# PAGE
★ ★ ★ ★ ★ ★ ★
Doesn't get ANY better than this! The baddest players I have seen in decades! Saw Weather Report and Jean Luc Potty years ago, this is a collection of the best players in decades to play at this level, amazing! Only John McLaughlin could put this together, they blow away nearly anyone out there. My other favorite is Frank Gambale, an excellent fusion guitarist also. John is at his best here and all these guys are Monsters! Bravo! God Bless them all! Excellent!!!
Beautiful fat tone from John's Gibson. And that soprano...Wow! That brother's got some wind in his sails. But they all have to keep up with Dennis! :^)
@Andy Butler That's true, (and you might have added Scott Henderson to that list) but they are all products of the same era, more or less, and none of them had the impulse to go off to India and sit at the feet of a guru - something which had an enormous effect on JM and his music, and which people almost never do in our own secular age. McLaughlin is unique in a way that few others are - Holdsworth, Michael Brecker, Steve Gadd being examples - people who forged a completely new style of playing that redefined the parameters of their instrument and that others copied. Coryell, for instance, is a great guitarist, but I think very heavily influenced by McL, especially in his early years. JM, like Holdsworth, was doing his own thing almost from the egg, as it were!
Amazing collection of masters, Unbelievable. I’ve seen the best bass players in the world over my 49 years of playing bass guitar, but daaamn I’ve never seen a player like Matthew Garrison. He is from another demotion from a parallel universe. 👌🏿👌🏿😂
@Jeff C hardly by me, otherwise I would not have made the comment that the group is under-rated. People who compile their top 10 McLaughlin albums consistently diss MO IV.
★ ★ ★ ★ ★ ★ ★
# SHORT EXERCISE 1
Repeat everything in the comments from "Beautiful fat tone" down to "with Dennis! :^)".
# SHORT EXERCISE 2
In the comments, how many years has the commenter who praises Matthew Garrison been playing bass guitar?
You won't need the rows for any of this.

# SUPPLIED INFORMATION
★ ★ ★ ★ ★ ★ ★
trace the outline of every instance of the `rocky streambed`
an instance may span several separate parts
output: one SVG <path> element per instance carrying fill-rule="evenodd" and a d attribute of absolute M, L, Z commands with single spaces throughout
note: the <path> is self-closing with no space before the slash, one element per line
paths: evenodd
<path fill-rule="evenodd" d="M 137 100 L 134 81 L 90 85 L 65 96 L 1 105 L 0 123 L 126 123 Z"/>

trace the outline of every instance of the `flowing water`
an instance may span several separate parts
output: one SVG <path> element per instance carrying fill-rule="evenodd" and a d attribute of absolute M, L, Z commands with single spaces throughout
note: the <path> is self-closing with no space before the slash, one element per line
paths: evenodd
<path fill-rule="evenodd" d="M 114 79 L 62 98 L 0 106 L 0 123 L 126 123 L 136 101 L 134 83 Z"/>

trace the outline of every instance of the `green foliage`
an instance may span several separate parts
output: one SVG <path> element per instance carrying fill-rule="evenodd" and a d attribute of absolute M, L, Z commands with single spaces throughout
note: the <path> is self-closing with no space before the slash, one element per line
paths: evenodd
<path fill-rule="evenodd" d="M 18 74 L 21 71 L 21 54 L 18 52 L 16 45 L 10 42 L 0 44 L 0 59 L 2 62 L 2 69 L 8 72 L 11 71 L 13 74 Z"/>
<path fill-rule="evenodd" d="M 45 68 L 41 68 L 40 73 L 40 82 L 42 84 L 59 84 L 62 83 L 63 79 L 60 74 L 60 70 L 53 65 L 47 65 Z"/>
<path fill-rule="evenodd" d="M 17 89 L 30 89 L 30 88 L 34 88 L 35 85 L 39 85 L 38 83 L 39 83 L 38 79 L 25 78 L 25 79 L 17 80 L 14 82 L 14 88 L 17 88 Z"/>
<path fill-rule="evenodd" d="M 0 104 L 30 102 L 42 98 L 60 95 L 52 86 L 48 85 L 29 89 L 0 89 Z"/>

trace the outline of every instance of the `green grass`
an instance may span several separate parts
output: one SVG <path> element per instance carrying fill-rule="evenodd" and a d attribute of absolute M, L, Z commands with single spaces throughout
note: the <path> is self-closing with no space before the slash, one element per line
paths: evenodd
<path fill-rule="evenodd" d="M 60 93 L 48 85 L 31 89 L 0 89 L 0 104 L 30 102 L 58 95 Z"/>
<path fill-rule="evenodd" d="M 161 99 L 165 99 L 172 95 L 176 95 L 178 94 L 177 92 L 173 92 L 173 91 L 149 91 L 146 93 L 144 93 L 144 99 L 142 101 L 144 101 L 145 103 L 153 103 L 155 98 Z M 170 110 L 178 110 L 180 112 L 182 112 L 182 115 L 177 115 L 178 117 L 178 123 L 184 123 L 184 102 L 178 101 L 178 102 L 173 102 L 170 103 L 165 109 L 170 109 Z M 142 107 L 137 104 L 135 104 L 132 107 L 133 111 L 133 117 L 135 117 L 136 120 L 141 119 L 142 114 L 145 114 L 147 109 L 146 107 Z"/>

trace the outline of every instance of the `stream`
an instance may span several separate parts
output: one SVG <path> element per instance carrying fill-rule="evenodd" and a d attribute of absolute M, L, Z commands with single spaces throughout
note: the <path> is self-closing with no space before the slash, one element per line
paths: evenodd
★ ★ ★ ★ ★ ★ ★
# FINISHED ANSWER 1
Beautiful fat tone from John's Gibson. And that soprano...Wow! That brother's got some wind in his sails. But they all have to keep up with Dennis! :^)

# FINISHED ANSWER 2
49 years.